§ **TUGAS LATIHAN 1**
Kembalikan tanpa perubahan baris-baris catatan di bawah. Mulailah dari baris yang memuat "In the picture above, where can the boulder in" dan teruskan sampai akhir catatan, dengan kedua ujungnya ikut disertakan.

====== KUTIPAN TEKS ======

Ketika itu beliau masih menganut
Kristen Advent dan sudah tinggal di Bengkulu selama dua tahun. Pada saat itu,
beliau mulai membanding-bandingkan Advent dengan Islam. Beliau pun berusaha
mencari kebenaran terhadap doktrin yang sudah lama tertanam di dalam otaknya
bahwa Islam adalah agama yang dapat merendahkan derajat dan manusia. Untuk
mengetahui itu semua, beliau mulai membaca buku-buku tentang Islam secara
diam-diam. Terlebih lagi pada saat itu beliau memiliki banyak teman muslimyang
sangat taat dan religious, salah satunya Buya Hamka.
Seiring berjalannya waktu, beliau
semakin percaya akan kebenaran Islam. Ketika bathinnya sudah mantap memilih
Islam sebagai agama yang harus dianut, beliau secara diam-diam pula menemui
salah satu guru agama di Bengkulu. Guru tersebut bernama Ustaz Abdul Kadir. Dan
di depan gurunya inilah, beliau pertama kalinya mengucapkan dua kalimat
syahadat pada 1930. Setelah beberapa hari kemudian, beliau minta dikhitan dan
mulai mengerjakan Shalat. Selain itu, beliau pun mengganti namanya yang semula
Oey Tjeng Hien menjadi Abdul Karim.[2]
Ali Karim, anak bungsu beliau
mengatakan bahwa alasan ayahnya masuk Islam bukan karena dipengaruhi oleh
temannya, tapi karena beliau menemukan kedamaian dan memahaminya berasarkan
logika. Karena masih kurangnya pengetahuan tentang Islam, beliau meminta Fikir
Daud yang terkenal sebagai guru agama yang produktif di Kota itu untuk
membimbingnya dalam mempelajari Islam lebih mendalam lagi. Untuk menyempurnakan
rukun Islam yang kelima, beliau pergi ke Mekkah menunaikan ibadah haji tahun
1969 M/1989 H. Dan pada saat itu, beliau dikenal dengan H. Abdul Karim Oey.

====== CATATAN SUMBER ======

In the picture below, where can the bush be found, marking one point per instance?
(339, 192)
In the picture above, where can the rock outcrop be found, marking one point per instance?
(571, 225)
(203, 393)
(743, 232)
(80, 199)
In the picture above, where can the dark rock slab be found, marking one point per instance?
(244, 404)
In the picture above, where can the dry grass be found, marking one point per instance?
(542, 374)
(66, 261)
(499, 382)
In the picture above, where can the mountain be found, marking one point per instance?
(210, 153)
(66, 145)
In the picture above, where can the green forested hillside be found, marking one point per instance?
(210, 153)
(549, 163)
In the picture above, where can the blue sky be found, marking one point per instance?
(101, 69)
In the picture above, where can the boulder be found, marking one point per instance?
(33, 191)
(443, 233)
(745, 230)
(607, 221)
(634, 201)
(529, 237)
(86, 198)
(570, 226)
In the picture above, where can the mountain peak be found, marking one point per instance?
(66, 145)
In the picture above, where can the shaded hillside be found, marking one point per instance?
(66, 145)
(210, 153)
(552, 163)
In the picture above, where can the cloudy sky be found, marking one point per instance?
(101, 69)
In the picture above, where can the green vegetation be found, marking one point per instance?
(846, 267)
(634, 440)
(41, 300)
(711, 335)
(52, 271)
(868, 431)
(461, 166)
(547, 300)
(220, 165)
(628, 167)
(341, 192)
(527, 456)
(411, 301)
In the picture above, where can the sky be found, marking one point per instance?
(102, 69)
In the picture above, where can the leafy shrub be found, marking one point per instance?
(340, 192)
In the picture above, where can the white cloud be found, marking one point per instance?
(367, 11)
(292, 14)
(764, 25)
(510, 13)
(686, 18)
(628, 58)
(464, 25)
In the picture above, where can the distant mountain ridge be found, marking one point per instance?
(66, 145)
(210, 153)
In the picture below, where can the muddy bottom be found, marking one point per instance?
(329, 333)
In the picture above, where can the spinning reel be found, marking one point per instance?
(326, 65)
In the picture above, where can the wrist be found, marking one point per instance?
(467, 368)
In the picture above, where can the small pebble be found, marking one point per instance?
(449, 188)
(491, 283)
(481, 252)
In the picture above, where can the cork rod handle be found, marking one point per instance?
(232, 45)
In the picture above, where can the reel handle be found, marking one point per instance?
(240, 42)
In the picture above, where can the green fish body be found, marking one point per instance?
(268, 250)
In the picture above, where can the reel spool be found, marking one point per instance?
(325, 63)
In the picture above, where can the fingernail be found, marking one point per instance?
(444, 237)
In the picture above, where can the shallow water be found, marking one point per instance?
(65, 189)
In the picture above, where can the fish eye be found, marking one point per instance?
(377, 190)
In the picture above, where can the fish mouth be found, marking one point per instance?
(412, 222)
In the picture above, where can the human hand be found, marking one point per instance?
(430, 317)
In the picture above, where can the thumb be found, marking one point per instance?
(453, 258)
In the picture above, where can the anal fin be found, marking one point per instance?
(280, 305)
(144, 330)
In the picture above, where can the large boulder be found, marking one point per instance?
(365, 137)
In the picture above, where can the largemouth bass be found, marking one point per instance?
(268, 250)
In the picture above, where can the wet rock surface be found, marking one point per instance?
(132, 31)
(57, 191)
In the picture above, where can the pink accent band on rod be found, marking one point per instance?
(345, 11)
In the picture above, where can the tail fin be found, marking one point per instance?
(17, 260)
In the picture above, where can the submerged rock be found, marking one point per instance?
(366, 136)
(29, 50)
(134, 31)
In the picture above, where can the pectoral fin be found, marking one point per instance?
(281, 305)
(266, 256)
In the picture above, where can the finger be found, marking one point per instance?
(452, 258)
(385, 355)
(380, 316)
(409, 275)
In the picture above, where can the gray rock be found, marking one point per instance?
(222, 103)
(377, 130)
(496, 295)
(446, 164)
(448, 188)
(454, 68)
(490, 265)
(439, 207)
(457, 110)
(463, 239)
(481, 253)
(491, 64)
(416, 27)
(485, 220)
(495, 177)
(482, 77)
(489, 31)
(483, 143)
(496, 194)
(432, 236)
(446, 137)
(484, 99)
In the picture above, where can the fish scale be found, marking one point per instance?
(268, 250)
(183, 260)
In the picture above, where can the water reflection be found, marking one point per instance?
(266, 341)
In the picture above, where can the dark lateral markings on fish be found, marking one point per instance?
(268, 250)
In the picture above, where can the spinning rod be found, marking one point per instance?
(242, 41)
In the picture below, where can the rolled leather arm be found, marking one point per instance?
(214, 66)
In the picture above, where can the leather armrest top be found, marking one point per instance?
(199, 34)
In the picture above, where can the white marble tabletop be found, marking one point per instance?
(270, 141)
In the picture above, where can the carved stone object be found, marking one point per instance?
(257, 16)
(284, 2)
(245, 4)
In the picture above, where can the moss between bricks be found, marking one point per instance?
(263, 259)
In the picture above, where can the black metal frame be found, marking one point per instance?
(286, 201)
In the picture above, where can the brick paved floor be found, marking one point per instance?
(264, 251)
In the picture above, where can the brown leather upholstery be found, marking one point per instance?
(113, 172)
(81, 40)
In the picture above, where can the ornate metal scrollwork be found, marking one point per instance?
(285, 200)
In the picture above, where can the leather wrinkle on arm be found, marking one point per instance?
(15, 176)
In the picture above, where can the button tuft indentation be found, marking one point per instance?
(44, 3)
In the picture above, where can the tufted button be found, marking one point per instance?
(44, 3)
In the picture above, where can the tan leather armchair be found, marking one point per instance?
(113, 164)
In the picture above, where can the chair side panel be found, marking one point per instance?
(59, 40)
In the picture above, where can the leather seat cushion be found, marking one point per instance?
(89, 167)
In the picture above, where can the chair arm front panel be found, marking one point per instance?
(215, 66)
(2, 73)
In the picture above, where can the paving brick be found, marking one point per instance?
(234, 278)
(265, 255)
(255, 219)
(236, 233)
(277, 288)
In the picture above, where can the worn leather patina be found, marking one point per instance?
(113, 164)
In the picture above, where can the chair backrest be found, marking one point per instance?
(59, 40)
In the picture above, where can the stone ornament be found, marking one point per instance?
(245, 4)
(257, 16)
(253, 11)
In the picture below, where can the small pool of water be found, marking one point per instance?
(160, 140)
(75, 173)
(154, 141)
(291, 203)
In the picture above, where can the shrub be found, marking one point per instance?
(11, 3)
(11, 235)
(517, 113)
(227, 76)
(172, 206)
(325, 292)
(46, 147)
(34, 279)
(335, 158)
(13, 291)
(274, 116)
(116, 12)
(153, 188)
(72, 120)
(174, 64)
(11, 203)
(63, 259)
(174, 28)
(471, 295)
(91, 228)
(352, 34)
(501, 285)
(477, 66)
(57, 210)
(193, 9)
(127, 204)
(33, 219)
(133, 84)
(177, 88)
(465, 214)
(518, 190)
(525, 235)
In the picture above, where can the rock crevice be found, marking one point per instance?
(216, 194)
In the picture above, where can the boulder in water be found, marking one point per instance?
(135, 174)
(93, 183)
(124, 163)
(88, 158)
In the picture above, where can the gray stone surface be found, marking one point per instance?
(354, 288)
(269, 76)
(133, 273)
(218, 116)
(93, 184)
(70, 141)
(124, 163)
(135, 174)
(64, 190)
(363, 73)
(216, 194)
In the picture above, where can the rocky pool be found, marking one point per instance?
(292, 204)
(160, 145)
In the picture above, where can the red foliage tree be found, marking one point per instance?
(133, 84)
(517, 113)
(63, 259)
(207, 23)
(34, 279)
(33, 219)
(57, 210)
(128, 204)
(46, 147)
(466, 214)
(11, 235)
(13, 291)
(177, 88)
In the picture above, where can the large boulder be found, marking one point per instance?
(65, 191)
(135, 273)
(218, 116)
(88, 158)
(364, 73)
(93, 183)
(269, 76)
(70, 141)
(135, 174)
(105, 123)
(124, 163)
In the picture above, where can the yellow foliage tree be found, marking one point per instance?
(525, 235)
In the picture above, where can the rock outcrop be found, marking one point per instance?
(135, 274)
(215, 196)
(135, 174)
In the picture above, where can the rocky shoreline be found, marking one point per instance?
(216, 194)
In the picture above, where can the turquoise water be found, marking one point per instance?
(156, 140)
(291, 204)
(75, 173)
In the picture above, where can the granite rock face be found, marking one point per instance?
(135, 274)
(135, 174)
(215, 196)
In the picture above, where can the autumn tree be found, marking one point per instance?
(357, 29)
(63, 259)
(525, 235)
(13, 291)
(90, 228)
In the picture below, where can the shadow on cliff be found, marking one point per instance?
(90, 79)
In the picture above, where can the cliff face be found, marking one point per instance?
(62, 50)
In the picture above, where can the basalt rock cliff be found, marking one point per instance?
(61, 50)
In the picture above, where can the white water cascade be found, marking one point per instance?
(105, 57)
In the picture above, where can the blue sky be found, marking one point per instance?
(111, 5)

======

§ **TUGAS LATIHAN 2**
Lanjutkan teks tentang Abdul Karim Oey memeluk Islam di atas, mulai dari setelah kalimat terakhirnya.

§ **JAWABAN LATIHAN 1**
In the picture above, where can the boulder in water be found, marking one point per instance?
(135, 174)
(93, 183)
(124, 163)
(88, 158)
In the picture above, where can the gray stone surface be found, marking one point per instance?
(354, 288)
(269, 76)
(133, 273)
(218, 116)
(93, 184)
(70, 141)
(124, 163)
(135, 174)
(64, 190)
(363, 73)
(216, 194)
In the picture above, where can the rocky pool be found, marking one point per instance?
(292, 204)
(160, 145)
In the picture above, where can the red foliage tree be found, marking one point per instance?
(133, 84)
(517, 113)
(63, 259)
(207, 23)
(34, 279)
(33, 219)
(57, 210)
(128, 204)
(46, 147)
(466, 214)
(11, 235)
(13, 291)
(177, 88)
In the picture above, where can the large boulder be found, marking one point per instance?
(65, 191)
(135, 273)
(218, 116)
(88, 158)
(364, 73)
(93, 183)
(269, 76)
(70, 141)
(135, 174)
(105, 123)
(124, 163)
In the picture above, where can the yellow foliage tree be found, marking one point per instance?
(525, 235)
In the picture above, where can the rock outcrop be found, marking one point per instance?
(135, 274)
(215, 196)
(135, 174)
In the picture above, where can the rocky shoreline be found, marking one point per instance?
(216, 194)
In the picture above, where can the turquoise water be found, marking one point per instance?
(156, 140)
(291, 204)
(75, 173)
In the picture above, where can the granite rock face be found, marking one point per instance?
(135, 274)
(135, 174)
(215, 196)
In the picture above, where can the autumn tree be found, marking one point per instance?
(357, 29)
(63, 259)
(525, 235)
(13, 291)
(90, 228)
In the picture below, where can the shadow on cliff be found, marking one point per instance?
(90, 79)
In the picture above, where can the cliff face be found, marking one point per instance?
(62, 50)
In the picture above, where can the basalt rock cliff be found, marking one point per instance?
(61, 50)
In the picture above, where can the white water cascade be found, marking one point per instance?
(105, 57)
In the picture above, where can the blue sky be found, marking one point per instance?
(111, 5)

§ **JAWABAN LATIHAN 2**
Masuknya beliau ke dalam agama
Islam tentunya mendapat banyak cemoohan dari kalangan etnis Tionghoa. Mereka
merasa kecewa dengan keputusan yang diambil oleh H. Abdul Karim Oey. Terlebih
lagi ketika beliau ikut bersama sejumlah tokoh agama seperti Fikir Daud dan
Abdul Rauf untuk mendirikan organisasi Muhammadiyah atau Sarikat Islam di
Bintuhan. Sejumlah keturunan tionghoa membenci beliau. Tindakan kebencian
tersebut dilakukan mereka dengan melumuri rumah beliau dengan kotoran hewan dan
manusia pada malam hari. Apalagi ketika mereka mengetahui bahwa beliau sudah
menjadi Ketua Cabang Muhammadiyah. Namun hal itu tidak membuat beliau dan
sejumlah pengurus Muhammadiyah patah semangat. Justru hal ini membuat beliau
semangat dalam berdakwah dan menjadikan bukti bahwa Islam adalah agama yang
kuat.
Cobaan lain yang datang menimpa H.
Karim Oey setelah masuk Islam datang dari ayahnya. Oey Tian seng sangat
terkejut saat mengetahui anaknya menganut Islam yang dianggapnya tidak sesuai
dengan tradisi Tionghoa. Ayahnya meluapkan kemarahan dan rasa bencinya melalui
surat yang dikirim untuk beliau. Segala macam kejelekan tentang islam
ditulisnya disurat tersebut. Bahkan Oey Tian seng memerintahkan anaknya utnuk
kembali menganut agamya yang semula. Walaupun begitu, H. Karim Oey membalas
surat dari ayahnya itu dengan sopan santun dan sikap kasih sayangnya.
Kemarahan ayahnya dihadapi dengan
kesabaran. Dalam surat menyurat beliaupun sedikit demi sedikit menjelaskan
tentang islam yang dipandang jelek oleh ayahnya. Terus menerus H. Karim Oey
membalas surat yang berbentuk kemarahan ayahnya dengan sikap beliau yang sopan
santun dan kasih sayang yang tulus. Sampai pada akhirnya beliau mendapat kabar
gembira bahwa ayahnya sudah masuk Islam dan mengganti namanya menjadi Abdul
Majid. Tidak hanya itu, ibu tiri dan adik-adik tiri beliaupun menyusul masuk
Islam. [3]
Salah satu teman beliau, Syafruddin
Prawiri mengatakan kesuksesan beliau membujuk ayahnya masuk islam terletak pada
cintanya kepada kebenaran. Sehigga beliau menemukan Islam dan kemudian dapat
mengantarkan ayahnya, keluarganya, dan banyak lagi orang lain kedalam agama
Allah. Beliau adalah seorang yang dikenal sebagai sebagai pemimpin muslim yang
sejati, yang besar jasanya dalam pembangunan dan perkembangan Islam di
Indonesia.
D.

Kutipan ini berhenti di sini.